§ Exercise goal
Reproduce verbatim the final portion of the material below, from the line containing "the gray recliner" through its last line, and nothing else.

Dataset rows on where objects appear
# # # # #

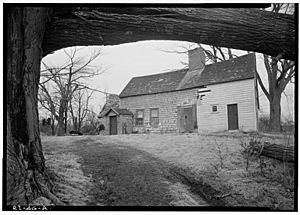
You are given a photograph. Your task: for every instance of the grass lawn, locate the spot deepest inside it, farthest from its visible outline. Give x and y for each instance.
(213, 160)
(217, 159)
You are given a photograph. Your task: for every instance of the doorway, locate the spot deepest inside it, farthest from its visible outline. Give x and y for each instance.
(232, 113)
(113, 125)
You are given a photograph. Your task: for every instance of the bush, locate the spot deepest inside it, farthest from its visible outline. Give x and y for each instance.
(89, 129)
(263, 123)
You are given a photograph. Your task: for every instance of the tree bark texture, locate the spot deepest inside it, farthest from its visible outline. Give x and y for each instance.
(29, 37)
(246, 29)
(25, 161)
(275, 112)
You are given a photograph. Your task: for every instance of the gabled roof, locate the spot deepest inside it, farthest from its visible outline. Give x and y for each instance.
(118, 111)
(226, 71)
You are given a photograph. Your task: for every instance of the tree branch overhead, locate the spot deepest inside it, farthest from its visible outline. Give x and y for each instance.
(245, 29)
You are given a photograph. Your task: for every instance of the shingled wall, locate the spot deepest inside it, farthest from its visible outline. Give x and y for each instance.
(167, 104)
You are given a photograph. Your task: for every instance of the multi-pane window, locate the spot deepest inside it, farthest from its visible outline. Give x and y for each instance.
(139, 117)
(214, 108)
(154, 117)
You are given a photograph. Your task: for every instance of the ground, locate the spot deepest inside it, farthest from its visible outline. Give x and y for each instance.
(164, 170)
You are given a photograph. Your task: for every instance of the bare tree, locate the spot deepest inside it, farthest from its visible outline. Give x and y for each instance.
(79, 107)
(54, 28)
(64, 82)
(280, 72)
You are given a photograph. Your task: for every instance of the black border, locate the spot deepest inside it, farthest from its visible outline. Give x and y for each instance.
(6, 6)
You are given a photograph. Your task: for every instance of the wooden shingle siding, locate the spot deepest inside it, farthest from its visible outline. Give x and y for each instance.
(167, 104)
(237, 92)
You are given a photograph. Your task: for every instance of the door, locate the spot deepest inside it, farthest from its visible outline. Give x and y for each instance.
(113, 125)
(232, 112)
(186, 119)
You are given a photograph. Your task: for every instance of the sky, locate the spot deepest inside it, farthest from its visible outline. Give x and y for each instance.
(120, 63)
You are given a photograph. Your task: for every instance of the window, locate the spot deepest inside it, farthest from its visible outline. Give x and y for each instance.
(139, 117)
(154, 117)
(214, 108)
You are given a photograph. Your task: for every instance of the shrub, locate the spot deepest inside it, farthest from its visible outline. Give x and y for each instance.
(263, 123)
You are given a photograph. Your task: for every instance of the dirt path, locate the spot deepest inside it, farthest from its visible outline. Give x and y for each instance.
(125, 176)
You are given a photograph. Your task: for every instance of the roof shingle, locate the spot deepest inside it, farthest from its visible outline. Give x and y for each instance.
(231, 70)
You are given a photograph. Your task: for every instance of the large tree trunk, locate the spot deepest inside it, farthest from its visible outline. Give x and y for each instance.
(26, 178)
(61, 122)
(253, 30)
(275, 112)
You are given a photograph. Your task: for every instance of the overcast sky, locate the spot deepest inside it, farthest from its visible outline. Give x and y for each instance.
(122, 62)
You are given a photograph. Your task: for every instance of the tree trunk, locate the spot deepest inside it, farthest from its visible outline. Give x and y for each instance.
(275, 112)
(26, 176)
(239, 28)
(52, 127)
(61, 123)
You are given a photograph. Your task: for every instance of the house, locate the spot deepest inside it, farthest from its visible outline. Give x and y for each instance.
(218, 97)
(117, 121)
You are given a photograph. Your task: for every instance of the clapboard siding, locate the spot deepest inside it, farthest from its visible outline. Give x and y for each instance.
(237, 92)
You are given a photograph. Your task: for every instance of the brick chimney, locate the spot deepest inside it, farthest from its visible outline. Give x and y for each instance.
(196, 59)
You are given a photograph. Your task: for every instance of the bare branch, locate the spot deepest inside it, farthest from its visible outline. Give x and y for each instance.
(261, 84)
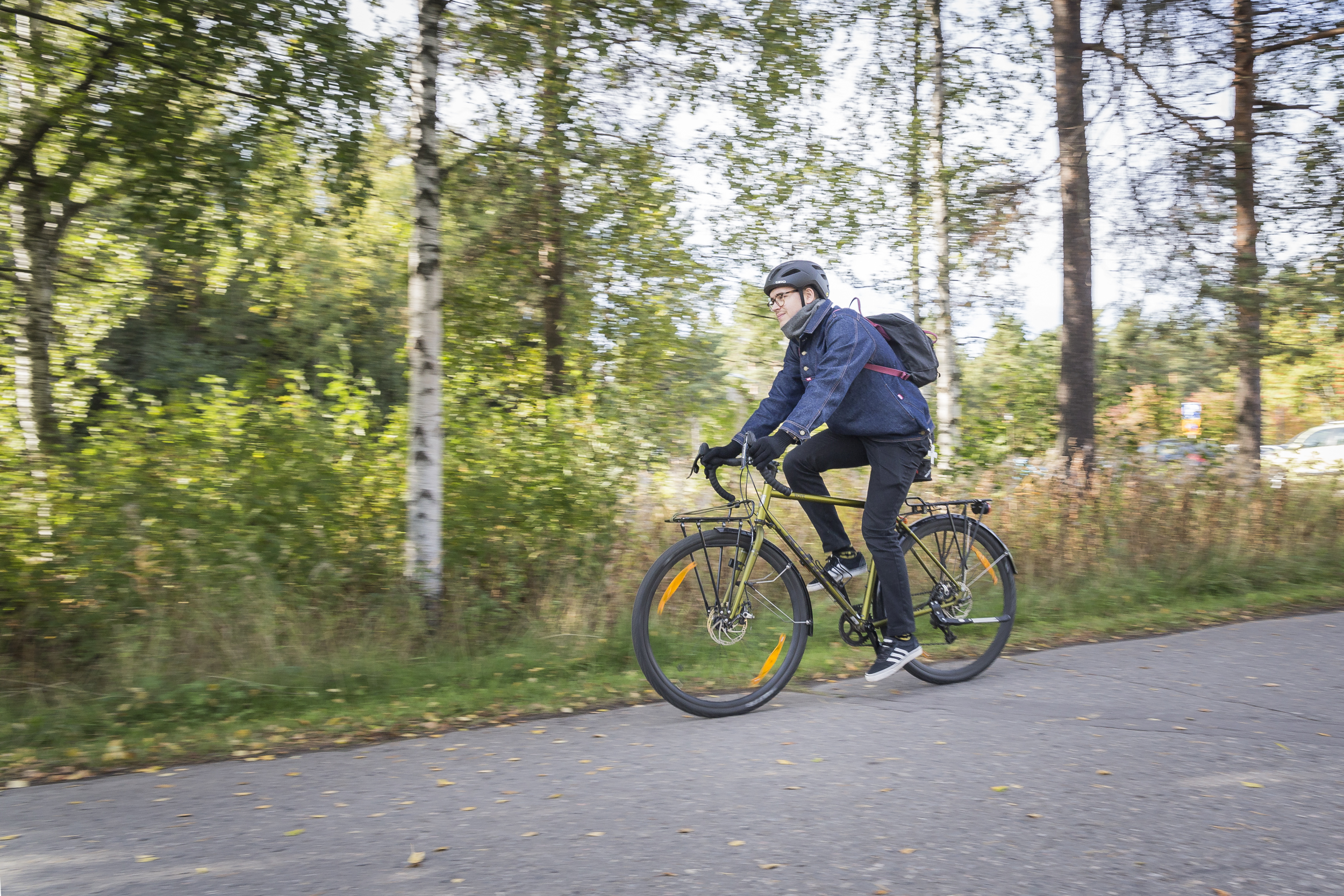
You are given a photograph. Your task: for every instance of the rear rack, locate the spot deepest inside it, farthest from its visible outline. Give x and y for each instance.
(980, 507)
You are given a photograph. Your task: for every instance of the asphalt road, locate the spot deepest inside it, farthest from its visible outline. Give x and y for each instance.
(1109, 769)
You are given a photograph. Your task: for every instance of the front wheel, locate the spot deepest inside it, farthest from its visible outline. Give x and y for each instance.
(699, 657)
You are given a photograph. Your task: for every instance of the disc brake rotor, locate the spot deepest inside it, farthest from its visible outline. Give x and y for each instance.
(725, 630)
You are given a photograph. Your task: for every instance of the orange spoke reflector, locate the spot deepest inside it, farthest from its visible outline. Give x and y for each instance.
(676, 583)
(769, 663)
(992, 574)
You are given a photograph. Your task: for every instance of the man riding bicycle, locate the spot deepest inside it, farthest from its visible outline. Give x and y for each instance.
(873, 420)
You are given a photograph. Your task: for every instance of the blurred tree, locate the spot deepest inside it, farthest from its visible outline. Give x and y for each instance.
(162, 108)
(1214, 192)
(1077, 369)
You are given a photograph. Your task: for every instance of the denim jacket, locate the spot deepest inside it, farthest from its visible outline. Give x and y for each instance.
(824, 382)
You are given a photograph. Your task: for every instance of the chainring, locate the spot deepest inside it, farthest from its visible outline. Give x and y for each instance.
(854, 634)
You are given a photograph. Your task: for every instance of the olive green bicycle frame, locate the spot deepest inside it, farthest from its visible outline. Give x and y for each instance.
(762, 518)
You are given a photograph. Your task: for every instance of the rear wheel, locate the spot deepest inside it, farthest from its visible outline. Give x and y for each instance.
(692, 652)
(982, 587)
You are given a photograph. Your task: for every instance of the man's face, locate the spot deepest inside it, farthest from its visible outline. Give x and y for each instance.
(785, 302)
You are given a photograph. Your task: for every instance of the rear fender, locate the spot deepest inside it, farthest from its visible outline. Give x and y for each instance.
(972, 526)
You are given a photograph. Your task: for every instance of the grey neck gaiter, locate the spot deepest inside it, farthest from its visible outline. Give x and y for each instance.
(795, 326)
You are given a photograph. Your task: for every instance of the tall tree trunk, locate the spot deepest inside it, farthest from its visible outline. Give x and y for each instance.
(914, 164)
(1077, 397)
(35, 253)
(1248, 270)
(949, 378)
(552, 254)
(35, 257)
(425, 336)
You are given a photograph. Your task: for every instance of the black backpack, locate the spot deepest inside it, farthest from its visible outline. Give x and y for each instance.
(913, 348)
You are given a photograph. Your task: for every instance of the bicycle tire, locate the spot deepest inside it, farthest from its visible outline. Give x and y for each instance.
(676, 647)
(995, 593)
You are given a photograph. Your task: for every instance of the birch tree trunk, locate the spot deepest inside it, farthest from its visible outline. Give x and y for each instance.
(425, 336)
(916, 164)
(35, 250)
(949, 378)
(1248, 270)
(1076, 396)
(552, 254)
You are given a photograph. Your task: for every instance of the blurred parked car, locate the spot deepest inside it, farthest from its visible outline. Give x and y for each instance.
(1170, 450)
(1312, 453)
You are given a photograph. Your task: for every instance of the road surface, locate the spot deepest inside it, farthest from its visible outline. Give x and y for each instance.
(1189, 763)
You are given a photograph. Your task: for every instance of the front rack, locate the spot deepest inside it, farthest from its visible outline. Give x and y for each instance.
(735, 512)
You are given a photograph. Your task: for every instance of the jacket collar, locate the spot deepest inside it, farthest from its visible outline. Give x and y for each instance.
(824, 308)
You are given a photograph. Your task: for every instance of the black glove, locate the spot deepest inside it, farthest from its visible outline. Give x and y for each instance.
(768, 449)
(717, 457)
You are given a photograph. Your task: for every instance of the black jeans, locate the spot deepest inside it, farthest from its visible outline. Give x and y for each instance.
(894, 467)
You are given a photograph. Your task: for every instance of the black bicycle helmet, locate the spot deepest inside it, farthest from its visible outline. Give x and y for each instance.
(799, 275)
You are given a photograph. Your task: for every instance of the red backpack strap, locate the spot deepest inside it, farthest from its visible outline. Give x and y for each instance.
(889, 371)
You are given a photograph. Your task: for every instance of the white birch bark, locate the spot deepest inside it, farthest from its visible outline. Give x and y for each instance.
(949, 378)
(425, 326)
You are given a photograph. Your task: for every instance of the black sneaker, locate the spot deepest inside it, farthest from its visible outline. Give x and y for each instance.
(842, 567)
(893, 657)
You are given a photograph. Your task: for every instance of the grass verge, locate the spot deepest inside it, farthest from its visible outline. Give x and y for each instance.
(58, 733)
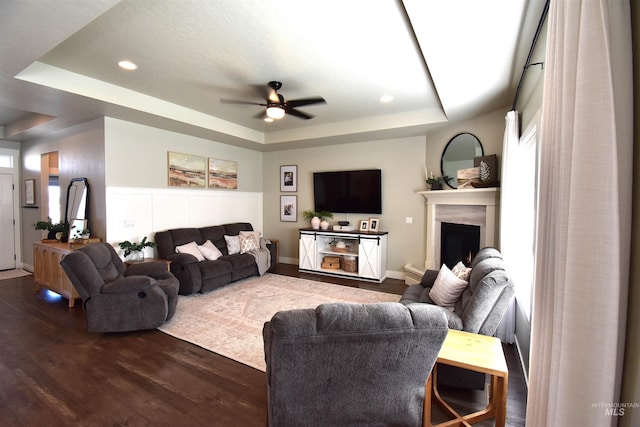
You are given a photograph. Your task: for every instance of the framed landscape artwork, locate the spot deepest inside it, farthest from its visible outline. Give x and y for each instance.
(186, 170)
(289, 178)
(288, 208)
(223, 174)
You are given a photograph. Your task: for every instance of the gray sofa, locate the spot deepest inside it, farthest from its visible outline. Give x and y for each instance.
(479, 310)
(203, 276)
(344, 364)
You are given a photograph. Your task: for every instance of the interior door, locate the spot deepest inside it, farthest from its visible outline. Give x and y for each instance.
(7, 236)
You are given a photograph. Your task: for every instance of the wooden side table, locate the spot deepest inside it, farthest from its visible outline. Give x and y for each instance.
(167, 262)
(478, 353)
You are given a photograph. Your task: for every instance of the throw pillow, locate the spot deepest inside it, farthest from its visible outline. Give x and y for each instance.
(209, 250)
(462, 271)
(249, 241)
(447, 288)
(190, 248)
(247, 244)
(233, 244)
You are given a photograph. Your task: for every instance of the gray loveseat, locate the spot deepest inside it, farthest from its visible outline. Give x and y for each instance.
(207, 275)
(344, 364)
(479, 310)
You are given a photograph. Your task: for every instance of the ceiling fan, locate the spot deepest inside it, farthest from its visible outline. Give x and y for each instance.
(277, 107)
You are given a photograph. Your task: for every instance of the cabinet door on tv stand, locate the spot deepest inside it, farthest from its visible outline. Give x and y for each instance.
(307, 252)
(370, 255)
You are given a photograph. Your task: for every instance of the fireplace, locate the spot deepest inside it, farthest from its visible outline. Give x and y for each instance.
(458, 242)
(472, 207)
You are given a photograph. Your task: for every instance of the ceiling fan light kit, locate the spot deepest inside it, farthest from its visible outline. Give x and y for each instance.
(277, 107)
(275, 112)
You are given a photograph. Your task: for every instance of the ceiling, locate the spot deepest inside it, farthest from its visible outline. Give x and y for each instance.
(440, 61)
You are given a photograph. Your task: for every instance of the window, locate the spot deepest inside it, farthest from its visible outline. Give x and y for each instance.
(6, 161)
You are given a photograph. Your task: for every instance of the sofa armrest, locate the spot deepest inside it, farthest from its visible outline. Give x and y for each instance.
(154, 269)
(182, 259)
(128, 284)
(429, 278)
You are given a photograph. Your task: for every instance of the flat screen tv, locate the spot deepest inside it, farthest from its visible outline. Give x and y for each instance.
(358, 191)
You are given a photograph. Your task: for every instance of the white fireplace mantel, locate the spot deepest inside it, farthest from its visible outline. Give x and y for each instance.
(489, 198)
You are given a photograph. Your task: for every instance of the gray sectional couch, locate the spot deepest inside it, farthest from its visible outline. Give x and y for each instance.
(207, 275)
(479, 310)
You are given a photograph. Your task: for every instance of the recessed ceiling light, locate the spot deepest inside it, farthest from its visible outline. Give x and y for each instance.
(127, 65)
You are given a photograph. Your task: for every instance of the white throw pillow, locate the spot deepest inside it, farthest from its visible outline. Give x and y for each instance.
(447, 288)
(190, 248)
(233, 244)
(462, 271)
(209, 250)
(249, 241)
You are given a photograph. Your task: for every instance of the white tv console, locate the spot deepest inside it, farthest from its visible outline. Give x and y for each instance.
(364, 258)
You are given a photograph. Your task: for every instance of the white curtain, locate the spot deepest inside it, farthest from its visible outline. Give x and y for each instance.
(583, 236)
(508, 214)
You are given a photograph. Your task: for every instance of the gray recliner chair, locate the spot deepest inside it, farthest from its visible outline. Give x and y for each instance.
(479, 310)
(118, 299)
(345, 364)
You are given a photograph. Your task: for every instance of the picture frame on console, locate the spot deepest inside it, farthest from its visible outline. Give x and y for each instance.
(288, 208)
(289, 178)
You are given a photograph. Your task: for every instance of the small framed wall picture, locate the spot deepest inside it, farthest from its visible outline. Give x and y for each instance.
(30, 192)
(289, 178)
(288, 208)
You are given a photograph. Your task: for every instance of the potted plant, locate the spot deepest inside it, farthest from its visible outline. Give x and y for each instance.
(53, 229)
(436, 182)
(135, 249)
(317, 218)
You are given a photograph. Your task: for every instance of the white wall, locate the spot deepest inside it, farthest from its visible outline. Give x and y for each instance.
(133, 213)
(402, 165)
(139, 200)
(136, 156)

# # # # #

§ Complete answer
You are given a photograph. Your task: for every instance of the gray recliner chair, locate the spot deepest inside it, farthest from its visible outline. Give x and y for each instance.
(479, 310)
(118, 299)
(345, 364)
You are given a photograph. Your task: for every instance of the picture frame on console, locate the spot deepest inside it, farthest from its visible outline. Give x and y for each instance.
(288, 208)
(289, 178)
You are given a photograph. Your task: for every instance of the small framed wall picture, locate the spot deepest inside it, farthest from its visible outline. Give x and y for each instance.
(30, 192)
(289, 178)
(288, 208)
You are given a photograph. Your task: for every instance of the potted plant, locate the spot deepest inside it, farthest from its visible outline. Give x and y for each instance.
(53, 229)
(436, 182)
(135, 249)
(317, 218)
You are given a photograph. Your task: for every instance of the white wall, locate the spot deepest inside it, farthest from its visible outline. Give x and y for each instance.
(133, 213)
(402, 165)
(139, 200)
(136, 156)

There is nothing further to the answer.